Exercise requirements
Write out all of the data below word for word, leaving out the pictures.
* * *
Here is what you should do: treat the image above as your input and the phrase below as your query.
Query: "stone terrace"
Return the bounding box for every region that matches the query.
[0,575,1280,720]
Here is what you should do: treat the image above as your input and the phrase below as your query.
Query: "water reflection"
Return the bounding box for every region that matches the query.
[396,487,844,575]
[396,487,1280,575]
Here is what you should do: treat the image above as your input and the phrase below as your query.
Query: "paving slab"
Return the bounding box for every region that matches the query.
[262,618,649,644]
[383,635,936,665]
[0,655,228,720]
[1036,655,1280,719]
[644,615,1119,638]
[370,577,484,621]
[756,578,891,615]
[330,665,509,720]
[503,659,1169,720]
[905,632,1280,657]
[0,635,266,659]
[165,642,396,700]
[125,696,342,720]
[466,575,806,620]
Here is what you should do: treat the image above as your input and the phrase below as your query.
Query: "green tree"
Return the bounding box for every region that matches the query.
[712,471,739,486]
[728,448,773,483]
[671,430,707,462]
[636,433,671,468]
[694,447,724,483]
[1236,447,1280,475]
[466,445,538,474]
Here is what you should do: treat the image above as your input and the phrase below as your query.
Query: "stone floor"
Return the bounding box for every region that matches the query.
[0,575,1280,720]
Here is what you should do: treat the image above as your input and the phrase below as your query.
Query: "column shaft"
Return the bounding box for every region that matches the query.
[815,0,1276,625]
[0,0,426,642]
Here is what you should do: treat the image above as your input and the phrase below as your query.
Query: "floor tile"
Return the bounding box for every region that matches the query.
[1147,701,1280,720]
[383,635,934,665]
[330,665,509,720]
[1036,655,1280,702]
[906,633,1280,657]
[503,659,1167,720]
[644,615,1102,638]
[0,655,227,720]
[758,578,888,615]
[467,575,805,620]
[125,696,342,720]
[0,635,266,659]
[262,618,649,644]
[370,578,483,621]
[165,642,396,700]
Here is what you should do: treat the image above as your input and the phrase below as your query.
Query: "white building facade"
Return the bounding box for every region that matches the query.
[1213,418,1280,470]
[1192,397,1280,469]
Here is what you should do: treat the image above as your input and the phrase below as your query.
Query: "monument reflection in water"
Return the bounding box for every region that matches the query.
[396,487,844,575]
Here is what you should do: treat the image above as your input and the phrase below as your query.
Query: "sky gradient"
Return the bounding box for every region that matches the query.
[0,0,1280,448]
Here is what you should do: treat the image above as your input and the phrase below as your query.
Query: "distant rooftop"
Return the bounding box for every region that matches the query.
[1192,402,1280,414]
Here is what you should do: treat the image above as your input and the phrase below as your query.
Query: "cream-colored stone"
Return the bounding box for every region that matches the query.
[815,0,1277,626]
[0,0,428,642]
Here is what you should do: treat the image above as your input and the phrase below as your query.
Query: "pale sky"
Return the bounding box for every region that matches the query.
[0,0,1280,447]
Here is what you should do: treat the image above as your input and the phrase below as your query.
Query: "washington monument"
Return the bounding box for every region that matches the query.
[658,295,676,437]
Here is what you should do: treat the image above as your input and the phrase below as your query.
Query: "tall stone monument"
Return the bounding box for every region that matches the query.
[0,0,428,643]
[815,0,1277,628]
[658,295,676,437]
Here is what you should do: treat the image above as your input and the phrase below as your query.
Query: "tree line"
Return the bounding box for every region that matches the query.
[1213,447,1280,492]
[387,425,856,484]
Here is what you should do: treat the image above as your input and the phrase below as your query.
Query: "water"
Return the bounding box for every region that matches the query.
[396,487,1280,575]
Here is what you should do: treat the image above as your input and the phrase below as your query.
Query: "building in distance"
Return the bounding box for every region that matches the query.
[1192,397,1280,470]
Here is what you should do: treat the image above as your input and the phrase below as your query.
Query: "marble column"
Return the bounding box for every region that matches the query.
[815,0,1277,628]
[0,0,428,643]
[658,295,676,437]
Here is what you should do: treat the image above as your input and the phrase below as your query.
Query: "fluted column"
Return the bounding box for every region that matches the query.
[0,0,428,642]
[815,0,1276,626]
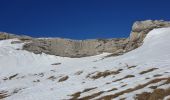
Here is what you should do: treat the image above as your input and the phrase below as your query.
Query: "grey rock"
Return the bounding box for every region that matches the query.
[0,20,170,57]
[23,38,126,57]
[125,20,170,52]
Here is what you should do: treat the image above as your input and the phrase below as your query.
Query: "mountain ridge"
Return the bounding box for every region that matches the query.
[0,20,170,58]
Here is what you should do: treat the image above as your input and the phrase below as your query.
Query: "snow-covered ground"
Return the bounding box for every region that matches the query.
[0,28,170,100]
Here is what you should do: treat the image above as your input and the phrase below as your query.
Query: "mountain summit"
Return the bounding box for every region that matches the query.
[0,20,170,100]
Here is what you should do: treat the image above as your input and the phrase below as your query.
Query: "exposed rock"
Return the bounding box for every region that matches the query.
[0,32,32,41]
[23,38,127,57]
[0,20,170,57]
[125,20,170,51]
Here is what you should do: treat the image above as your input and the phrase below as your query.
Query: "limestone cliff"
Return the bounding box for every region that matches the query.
[0,20,170,57]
* * *
Task output
Here is what you should do: treat the image above as your input and the phrase below as your query.
Query: "stone terrace"
Return the bounding box for every region that matches the query.
[0,575,1280,720]
Here is what you should do: treat the image above as your input and the phrase below as your query.
Query: "water reflection"
Return the bounding box for every region that matches the query.
[396,487,844,575]
[396,487,1280,575]
Here is what you should do: treat the image above as your input and the phrase below as your query.
Query: "paving slab"
Return the bounding box for every region that matches the query.
[262,618,649,644]
[383,635,936,665]
[0,655,228,720]
[1036,655,1280,719]
[644,615,1119,638]
[370,577,484,621]
[756,578,891,615]
[330,665,509,720]
[503,659,1169,720]
[905,632,1280,657]
[0,635,266,659]
[165,642,396,700]
[125,696,342,720]
[466,575,806,620]
Here is what you should do: treat the image above as your input and the phrase below as your query.
Query: "green tree"
Return the bounding box for every region that matches the query.
[712,471,739,486]
[728,448,773,483]
[671,430,707,462]
[636,433,671,468]
[694,447,724,483]
[1236,447,1280,475]
[466,445,538,474]
Here is what you should do: treat the image above as your input and the phrase below as your query.
Query: "stone floor"
Return the bounding box for every region that matches the query.
[0,575,1280,720]
Here is what you should do: treat the image above as your input and the phrase below as your query.
Query: "column shaft"
Return the bounding box for every region that matches the query.
[815,0,1276,625]
[0,0,426,642]
Here is what you should do: treat the image above as your input and the phrase below as your query.
Query: "floor tile"
Return the bounding box for every region that matches the query.
[1147,701,1280,720]
[383,635,934,665]
[330,665,509,720]
[1036,655,1280,702]
[906,633,1280,657]
[503,659,1167,720]
[644,615,1102,638]
[0,655,227,720]
[758,578,888,615]
[467,575,805,620]
[125,696,342,720]
[0,635,266,659]
[262,618,649,644]
[370,578,483,621]
[165,642,396,700]
Here is what you should do: treat the image above as your input and the phrase below as your query.
Query: "white building facade"
Return the bounding box for every region that matches the query.
[1213,418,1280,470]
[1192,397,1280,469]
Here is what you should do: treat the image above as your input and the phrase below as your query.
Query: "monument reflection in water"
Return the bounding box for every region that matches the query.
[396,487,844,575]
Here is what you should do: treat the image above as your input and the phrase below as your query.
Query: "sky gradient"
Return the bounding box for every region that matches the query.
[0,0,1280,448]
Here is what you should do: treat the image above as your input and the phrase below as your query.
Query: "distant rooftop"
Return the bounding box for every region that matches the query.
[1192,402,1280,414]
Here is what you should do: treat the image above as your input and the phrase below as your query.
Query: "cream-colored stone"
Return the bounding box for every region that matches the query.
[815,0,1277,626]
[0,0,428,642]
Here is what you should do: treat the image above as your input and the phrase below as your query.
Query: "pale sky"
Return the bounding box for every region that matches the query.
[0,0,1280,447]
Here is what you should do: treat the image above as your input and the phrase below as your query.
Query: "washington monument"
Return the bounding box for every region that matches the query.
[658,295,676,437]
Here is what you should do: treat the image above as your input and the phrase below as your query.
Query: "tall stone monument"
Return the bounding box for every region that matches the query.
[0,0,428,643]
[815,0,1277,628]
[658,295,676,437]
Here is what you should do: treat the image above as your input and the phrase below as your query.
Query: "tree line"
Return the bounding box for every region that matches the query.
[1213,447,1280,492]
[387,425,856,484]
Here is what you should do: treat the image above as your input and the phrase below as your query.
Query: "water"
Return the bounding box for every region that matches the query.
[396,487,1280,575]
Here is what you should do: treat the image above as your input and the phrase below as your query.
Query: "building in distance"
Return the bounding box for every region that matches the query.
[1192,397,1280,470]
Here is what you should do: treat the image above as your input and the phrase below as your query.
Query: "marble column"
Return the bounding box for every region that matches the query.
[815,0,1277,628]
[0,0,428,643]
[658,295,676,437]
Here is what you should do: treat the image above as your input and the phrase below as your query.
Query: "fluted column"
Return the bounding box for every region that matches the query.
[0,0,428,642]
[815,0,1276,626]
Here is what you should do: treat the image above as your input and the phrase below as your query.
Query: "grey rock"
Return the bounding box for every region that matches the query.
[0,20,170,57]
[23,38,126,57]
[125,20,170,52]
Here is what you should do: treat the image above as your input and the phrase below as your query.
Query: "mountain ridge"
Return the bounding box for every region that matches the query.
[0,20,170,58]
Here is what you should do: treat the image above as your input and the phrase below as your query.
Query: "snow-covered ground"
Return the bounding box for every region that matches the query.
[0,28,170,100]
Here is what you should do: treat the image above as your input and the phrase below as your query.
Query: "mountain summit"
Return the bounding box for every region that matches the query.
[0,20,170,100]
Here is what you should do: treat the image above as your input and the phrase below as your query.
Query: "exposed rock"
Return the bounding box for every region that matches the query.
[0,32,32,41]
[23,38,127,57]
[0,20,170,57]
[125,20,170,51]
Here is what you should do: treat the image above as your input and the phrase below as your query.
Query: "limestone cliff"
Return the bounding box for every region that matches the query.
[0,20,170,57]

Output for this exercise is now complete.